===== Selected extract

Cutting costs, optimising returns and adding value enterprise-wide are just some of the challenges facing corporate treasurers, writes Naveed Sultan of Citigroup Global Transaction Services.

Today’s corporate treasurer faces an unprecedented number of challenges. As globalisation extends the company’s footprint, so it tests the treasurer’s ability to control and optimise working capital. At the same time, new corporate governance requirements, most notably Sarbanes-Oxley in the US, have materially reinforced the need for oversight and accountability within the treasury function, while competitive pressures make the drive for process and cost efficiencies constant and ongoing.

Treasurers are also confronted by a fast-changing banking environment. In Europe, the move to the euro, coupled with the more recent EU accession of 10 central and eastern European countries, has been accompanied by structural changes that will increasingly transform the eurozone into a single, domestic market. The STEP 2 initiative to create a pan-European automated clearing system for low-value payments will, over time, allow clients to make payments across Europe through a single account in a uniform format at a common price.

Similarly, far-reaching changes are occurring within the US payment system, where two new moves have been made to expedite cheque clearing. The first – Automated Receivables Conversion – is used to convert consumer cheques received in lockboxes across the country to Automated Clearing House (ACH) debits. The second, dubbed “Check 21” and effective from October, is expected to accelerate the use of image exchange in cheque clearing. Citigroup is working with customers to help them to capitalise on both initiatives.

How have treasurers responded to all these challenges? Most obviously, there has been the well-chronicled shift to shared service centres (or sometimes “payment factories”) and the increasing use across Europe of pooling structures and hub accounts. The expansion of the eurozone has served to accelerate this process and we have seen a move to shared service centres in Hungary and the Czech Republic in particular.

The centralisation of treasury functions has been accompanied by a demand for more automation and standardisation. Clients are consolidating providers and demanding a single data stream for multiple countries and products. Enterprise Resource Planning (ERP) solutions, backed by web-based online banking systems, are increasingly the cornerstone on which the information flows are built. Treasurers want a combination of control, visibility and optimal returns.

==========
===== Supplied information

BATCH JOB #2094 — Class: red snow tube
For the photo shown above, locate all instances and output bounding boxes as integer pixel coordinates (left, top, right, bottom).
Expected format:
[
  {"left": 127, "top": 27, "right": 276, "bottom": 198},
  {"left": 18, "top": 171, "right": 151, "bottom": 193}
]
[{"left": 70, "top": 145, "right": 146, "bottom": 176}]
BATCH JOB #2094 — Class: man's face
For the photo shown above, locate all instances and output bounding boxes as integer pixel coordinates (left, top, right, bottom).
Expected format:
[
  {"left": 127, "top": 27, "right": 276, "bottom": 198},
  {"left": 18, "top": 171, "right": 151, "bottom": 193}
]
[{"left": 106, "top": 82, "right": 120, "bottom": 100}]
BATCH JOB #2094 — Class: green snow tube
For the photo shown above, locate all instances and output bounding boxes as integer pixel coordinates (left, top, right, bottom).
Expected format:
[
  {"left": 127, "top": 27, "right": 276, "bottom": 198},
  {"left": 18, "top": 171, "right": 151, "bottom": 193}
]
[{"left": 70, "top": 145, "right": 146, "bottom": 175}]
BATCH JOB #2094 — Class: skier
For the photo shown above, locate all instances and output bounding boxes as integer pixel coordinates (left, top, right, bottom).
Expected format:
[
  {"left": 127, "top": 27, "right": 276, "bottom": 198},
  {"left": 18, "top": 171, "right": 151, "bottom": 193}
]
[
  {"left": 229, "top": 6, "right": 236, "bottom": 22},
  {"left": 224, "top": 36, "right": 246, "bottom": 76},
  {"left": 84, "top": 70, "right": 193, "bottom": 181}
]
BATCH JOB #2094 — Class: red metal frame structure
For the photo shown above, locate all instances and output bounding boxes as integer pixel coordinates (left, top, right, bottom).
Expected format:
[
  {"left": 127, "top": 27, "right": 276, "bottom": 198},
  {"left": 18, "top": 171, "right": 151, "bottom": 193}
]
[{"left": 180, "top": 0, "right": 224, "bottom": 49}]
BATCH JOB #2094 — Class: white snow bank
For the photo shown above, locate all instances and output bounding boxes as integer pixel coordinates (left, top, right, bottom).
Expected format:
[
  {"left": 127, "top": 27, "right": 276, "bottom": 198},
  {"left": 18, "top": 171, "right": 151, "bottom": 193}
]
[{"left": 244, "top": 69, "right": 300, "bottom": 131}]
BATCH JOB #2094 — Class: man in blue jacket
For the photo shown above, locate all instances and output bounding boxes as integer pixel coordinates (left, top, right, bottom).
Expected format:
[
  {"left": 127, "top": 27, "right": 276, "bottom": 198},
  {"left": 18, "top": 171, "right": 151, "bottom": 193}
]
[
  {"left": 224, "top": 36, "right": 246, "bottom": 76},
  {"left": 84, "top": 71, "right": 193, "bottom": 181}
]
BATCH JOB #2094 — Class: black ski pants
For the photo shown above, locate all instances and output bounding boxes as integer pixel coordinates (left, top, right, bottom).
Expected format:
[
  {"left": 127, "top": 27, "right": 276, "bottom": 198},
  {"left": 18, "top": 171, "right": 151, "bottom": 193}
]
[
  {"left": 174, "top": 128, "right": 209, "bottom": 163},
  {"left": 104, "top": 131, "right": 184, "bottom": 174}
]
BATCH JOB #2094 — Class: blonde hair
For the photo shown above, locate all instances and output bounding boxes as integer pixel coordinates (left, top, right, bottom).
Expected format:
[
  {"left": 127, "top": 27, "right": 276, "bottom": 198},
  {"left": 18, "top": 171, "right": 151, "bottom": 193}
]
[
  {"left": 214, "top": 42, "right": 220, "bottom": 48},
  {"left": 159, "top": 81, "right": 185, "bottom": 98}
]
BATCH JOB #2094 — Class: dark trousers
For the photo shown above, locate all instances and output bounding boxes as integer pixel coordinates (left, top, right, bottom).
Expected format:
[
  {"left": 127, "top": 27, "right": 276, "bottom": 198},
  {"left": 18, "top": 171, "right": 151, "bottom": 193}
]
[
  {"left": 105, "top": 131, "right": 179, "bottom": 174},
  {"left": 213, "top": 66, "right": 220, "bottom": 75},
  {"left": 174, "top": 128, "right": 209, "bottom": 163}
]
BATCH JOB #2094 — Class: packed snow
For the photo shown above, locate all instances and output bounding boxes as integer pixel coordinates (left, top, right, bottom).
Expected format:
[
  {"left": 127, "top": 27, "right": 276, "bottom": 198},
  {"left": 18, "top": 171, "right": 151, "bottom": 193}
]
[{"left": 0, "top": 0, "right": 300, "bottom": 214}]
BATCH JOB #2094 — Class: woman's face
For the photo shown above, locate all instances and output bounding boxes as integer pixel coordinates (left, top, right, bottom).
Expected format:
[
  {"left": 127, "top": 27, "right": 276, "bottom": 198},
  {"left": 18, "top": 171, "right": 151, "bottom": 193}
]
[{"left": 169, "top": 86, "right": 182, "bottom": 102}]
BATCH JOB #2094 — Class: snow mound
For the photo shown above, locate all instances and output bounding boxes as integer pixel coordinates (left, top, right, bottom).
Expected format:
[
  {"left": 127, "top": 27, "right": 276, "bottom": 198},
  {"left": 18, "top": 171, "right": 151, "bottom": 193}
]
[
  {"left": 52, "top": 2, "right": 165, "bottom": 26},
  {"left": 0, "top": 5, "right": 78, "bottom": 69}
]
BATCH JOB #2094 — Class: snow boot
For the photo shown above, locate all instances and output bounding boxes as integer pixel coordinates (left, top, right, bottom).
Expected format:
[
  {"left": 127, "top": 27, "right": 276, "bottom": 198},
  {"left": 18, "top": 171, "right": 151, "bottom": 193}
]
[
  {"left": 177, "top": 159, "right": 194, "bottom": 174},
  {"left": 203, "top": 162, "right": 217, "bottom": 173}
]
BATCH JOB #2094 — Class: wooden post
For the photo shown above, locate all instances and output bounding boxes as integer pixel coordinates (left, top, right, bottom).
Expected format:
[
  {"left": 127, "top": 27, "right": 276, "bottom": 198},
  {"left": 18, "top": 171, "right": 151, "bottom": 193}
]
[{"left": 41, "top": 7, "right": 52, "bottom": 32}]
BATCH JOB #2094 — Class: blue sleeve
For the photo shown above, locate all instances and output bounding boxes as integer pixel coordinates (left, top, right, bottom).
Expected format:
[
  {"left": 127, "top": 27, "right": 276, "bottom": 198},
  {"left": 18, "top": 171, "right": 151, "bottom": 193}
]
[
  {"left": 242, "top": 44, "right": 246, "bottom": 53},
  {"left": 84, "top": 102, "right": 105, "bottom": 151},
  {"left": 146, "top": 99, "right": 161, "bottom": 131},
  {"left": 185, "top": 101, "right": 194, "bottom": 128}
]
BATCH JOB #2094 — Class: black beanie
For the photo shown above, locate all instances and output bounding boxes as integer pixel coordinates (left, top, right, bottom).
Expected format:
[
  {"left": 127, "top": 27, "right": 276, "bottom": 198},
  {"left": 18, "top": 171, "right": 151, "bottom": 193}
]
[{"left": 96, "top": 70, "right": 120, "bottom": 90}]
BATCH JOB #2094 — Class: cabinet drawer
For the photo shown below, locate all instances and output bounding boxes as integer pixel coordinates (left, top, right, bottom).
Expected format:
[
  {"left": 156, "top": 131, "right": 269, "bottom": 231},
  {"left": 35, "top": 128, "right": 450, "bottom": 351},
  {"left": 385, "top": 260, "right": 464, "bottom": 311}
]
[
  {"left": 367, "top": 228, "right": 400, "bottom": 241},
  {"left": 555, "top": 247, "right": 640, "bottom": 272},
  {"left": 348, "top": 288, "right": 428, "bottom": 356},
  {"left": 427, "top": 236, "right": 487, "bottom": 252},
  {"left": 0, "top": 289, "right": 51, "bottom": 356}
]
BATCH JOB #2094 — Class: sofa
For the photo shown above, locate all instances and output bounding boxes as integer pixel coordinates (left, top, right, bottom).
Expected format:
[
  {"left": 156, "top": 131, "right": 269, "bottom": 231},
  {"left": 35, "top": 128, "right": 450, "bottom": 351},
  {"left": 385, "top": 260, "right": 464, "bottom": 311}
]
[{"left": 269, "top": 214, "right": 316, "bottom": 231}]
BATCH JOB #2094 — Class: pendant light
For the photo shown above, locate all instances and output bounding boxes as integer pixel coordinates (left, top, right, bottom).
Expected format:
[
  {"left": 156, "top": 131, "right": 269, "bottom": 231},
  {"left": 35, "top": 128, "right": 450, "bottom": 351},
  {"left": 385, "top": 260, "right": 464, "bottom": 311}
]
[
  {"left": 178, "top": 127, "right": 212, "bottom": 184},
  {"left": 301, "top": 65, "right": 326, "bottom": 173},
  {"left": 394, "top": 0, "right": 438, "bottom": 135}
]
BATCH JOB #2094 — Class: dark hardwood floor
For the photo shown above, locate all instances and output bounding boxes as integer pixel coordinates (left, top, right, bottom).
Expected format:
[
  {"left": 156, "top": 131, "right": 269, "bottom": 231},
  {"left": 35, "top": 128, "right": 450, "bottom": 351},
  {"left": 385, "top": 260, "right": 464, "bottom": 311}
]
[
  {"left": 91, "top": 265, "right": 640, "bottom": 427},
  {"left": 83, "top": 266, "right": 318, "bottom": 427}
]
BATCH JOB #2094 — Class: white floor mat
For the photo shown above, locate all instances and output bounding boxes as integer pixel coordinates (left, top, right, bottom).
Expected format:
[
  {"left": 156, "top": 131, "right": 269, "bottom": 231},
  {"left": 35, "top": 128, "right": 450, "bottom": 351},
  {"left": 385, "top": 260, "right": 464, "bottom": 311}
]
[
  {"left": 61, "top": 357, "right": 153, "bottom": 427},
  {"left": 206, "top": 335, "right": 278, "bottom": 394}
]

==========

Tasks for this exercise:
(a) Using the corporate treasury article, decide whether each statement agrees with it. Answer yes or no for each, and quote the words of the article that settle it.
(i) The STEP 2 initiative aims to create a pan-European automated clearing system for low-value payments.
(ii) Check 21 is the measure used to convert consumer checks received in lockboxes into ACH debits.
(iii) Moves to shared service centers have been seen in Hungary and the Czech Republic.
(b) Please sum up the corporate treasury article in three sentences.

Task-by-task solutions:
(a)
(i) Yes: "The STEP 2 initiative to create a pan-European automated clearing system for low-value payments"
(ii) No: "The first – Automated Receivables Conversion – is used to convert consumer cheques received in lockboxes across the country to Automated Clearing House (ACH) debits."
(iii) Yes: "we have seen a move to shared service centres in Hungary and the Czech Republic in particular."

(b) Corporate treasurers face many challenges: controlling working capital as globalization extends the company's footprint, meeting governance requirements such as Sarbanes-Oxley, and constantly pursuing process and cost efficiencies. They must also deal with a fast-changing banking environment, including structural changes in Europe and new moves in the US payment system to expedite check clearing. Treasurers have responded by shifting to shared service centers, pooling structures and hub accounts, and by demanding more automation and standardization in pursuit of control, visibility and optimal returns.